TO BE DONE — Count the lines in the data below that contain the string "bird", with case counting, and give only the number.

_____

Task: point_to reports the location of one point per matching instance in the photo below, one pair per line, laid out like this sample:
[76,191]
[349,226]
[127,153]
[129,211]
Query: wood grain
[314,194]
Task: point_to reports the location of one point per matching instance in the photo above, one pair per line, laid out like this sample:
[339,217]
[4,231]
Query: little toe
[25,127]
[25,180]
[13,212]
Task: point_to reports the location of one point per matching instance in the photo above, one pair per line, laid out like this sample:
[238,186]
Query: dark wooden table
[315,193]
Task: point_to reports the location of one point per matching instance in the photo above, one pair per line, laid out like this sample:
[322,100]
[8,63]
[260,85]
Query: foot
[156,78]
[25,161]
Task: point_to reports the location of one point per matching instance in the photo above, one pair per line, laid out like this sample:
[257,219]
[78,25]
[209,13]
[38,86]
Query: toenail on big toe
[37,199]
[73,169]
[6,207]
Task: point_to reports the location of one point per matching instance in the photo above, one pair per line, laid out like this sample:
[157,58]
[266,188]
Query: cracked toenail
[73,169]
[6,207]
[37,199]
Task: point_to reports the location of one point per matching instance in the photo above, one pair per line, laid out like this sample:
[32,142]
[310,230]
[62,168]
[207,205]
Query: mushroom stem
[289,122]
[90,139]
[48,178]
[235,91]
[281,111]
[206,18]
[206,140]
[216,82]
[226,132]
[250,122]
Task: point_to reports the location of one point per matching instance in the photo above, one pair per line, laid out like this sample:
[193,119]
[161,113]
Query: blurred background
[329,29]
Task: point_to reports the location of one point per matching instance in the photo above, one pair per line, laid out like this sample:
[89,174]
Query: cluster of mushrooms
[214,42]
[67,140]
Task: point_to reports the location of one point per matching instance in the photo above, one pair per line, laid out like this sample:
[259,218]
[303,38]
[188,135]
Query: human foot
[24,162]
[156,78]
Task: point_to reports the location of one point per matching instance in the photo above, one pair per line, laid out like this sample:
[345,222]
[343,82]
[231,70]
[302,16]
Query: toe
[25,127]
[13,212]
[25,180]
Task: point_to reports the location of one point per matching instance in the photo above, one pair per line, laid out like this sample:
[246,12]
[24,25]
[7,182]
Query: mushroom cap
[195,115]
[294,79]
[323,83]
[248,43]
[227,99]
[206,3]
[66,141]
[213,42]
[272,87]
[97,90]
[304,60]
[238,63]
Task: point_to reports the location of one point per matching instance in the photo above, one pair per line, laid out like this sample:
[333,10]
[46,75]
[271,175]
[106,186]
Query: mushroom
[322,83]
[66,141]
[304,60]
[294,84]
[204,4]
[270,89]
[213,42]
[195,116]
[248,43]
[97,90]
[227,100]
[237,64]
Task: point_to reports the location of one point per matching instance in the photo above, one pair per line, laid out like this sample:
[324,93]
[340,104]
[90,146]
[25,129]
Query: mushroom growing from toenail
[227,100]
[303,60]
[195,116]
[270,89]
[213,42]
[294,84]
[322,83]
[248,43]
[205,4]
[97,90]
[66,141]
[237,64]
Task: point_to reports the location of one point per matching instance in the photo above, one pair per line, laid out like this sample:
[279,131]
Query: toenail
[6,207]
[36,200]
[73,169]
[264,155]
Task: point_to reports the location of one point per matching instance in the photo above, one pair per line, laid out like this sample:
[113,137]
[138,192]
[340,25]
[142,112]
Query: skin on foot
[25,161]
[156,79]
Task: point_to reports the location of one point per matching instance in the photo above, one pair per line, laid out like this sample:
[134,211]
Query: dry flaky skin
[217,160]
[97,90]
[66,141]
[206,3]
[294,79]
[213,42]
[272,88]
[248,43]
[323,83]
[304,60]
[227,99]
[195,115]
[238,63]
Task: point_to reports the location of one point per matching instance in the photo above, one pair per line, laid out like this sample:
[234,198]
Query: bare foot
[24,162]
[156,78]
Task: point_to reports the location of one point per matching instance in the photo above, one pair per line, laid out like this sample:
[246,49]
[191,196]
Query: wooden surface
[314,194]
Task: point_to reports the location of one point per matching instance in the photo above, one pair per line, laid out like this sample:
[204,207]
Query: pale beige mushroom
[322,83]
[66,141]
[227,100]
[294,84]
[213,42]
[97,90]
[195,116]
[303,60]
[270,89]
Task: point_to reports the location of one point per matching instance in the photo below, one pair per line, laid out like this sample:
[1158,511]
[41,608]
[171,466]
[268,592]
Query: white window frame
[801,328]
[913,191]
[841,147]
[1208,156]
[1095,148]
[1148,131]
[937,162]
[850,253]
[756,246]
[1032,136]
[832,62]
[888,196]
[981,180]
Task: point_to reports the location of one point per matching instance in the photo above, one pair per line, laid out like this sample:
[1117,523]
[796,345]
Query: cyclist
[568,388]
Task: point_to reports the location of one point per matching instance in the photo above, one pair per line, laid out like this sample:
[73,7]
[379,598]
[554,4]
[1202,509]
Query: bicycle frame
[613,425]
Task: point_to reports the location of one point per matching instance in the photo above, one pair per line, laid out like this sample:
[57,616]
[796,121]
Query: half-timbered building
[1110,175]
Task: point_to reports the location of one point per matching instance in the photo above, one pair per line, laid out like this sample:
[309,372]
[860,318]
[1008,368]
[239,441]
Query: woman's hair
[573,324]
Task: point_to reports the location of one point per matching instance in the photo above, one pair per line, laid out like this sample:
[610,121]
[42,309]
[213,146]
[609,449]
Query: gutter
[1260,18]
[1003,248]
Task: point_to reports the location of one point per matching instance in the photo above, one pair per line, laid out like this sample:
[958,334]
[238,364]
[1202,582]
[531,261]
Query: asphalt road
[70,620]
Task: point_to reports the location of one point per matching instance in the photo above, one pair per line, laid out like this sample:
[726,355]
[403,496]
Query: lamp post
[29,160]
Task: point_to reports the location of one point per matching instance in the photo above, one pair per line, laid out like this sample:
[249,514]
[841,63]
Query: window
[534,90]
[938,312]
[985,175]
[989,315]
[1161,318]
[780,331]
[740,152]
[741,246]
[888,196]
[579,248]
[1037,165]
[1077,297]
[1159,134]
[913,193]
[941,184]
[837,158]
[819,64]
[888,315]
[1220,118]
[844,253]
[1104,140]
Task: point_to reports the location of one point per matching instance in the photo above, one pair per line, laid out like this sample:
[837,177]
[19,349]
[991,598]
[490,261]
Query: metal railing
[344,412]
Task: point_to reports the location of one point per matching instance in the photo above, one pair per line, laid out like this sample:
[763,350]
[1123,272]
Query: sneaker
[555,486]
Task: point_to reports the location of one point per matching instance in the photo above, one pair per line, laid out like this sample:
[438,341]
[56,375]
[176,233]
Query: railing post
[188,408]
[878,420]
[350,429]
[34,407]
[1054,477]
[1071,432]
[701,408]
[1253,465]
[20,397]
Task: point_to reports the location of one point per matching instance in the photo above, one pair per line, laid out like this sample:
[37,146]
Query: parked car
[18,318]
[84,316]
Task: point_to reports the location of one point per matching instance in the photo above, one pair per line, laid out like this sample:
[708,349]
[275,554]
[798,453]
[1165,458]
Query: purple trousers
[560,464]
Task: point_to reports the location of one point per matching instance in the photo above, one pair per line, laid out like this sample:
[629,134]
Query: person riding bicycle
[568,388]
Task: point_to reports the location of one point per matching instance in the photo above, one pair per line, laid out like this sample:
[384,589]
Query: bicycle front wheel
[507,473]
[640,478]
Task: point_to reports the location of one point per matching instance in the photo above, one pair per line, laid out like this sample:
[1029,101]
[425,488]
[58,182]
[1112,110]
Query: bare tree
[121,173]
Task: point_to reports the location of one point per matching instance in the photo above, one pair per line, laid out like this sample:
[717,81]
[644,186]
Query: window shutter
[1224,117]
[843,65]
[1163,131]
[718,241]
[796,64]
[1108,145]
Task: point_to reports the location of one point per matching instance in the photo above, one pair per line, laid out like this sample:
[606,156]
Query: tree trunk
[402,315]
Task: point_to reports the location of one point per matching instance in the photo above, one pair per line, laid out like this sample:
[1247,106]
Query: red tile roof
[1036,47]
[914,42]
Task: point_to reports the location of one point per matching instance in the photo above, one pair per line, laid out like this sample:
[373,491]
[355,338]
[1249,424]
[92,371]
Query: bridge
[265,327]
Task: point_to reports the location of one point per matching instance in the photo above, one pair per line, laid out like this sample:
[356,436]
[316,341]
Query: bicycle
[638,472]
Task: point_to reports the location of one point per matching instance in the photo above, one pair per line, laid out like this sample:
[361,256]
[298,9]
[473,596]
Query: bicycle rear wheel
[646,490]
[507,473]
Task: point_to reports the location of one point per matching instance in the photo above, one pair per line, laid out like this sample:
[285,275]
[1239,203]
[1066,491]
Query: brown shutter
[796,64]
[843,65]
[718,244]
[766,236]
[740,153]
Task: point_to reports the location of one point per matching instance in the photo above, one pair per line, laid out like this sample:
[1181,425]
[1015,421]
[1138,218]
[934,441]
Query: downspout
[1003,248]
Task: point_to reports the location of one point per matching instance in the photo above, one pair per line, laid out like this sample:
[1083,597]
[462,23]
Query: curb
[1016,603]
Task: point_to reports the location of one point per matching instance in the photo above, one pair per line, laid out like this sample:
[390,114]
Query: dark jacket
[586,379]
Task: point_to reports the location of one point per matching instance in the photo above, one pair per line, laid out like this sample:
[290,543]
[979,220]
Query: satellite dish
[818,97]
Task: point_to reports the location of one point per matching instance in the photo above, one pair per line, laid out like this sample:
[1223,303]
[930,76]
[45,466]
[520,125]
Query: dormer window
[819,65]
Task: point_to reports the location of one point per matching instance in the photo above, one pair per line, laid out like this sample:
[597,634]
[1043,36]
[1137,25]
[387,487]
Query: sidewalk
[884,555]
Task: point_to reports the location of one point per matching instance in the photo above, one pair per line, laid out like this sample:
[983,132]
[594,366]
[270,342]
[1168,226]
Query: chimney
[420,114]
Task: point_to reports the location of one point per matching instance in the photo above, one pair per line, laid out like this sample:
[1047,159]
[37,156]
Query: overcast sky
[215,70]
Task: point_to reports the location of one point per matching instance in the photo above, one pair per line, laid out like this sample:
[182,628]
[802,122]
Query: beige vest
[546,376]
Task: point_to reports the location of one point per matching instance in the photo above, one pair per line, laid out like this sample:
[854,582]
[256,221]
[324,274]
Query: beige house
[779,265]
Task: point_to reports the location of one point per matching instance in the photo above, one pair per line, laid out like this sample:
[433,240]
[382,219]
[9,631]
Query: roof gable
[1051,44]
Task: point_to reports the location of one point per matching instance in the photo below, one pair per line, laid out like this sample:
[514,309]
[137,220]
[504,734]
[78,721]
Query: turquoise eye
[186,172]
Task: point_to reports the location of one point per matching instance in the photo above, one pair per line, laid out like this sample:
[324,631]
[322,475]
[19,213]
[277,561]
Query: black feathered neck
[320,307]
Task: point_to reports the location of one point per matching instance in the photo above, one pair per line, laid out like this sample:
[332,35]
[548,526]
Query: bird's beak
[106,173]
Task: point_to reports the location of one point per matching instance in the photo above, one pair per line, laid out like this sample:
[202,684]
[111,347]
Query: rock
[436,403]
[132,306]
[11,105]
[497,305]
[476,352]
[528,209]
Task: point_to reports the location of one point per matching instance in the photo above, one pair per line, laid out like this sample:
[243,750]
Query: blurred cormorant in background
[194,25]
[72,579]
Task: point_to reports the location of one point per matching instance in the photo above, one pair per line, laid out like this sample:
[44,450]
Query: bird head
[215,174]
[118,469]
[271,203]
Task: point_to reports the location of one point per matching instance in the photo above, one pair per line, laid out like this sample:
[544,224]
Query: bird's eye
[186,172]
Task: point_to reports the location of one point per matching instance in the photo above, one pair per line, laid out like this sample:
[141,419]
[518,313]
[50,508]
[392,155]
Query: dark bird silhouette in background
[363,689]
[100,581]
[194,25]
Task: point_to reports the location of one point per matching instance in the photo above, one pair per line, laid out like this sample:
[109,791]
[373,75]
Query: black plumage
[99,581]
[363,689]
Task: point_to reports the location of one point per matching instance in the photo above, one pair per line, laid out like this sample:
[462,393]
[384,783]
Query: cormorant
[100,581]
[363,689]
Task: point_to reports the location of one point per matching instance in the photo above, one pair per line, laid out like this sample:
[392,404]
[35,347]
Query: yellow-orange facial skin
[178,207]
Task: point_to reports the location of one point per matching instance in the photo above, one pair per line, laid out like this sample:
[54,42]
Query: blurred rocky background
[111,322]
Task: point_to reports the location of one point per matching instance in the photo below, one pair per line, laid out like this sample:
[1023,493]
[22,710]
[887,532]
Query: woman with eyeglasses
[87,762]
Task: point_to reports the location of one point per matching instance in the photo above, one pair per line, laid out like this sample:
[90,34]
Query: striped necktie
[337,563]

_____

SOLUTION — 4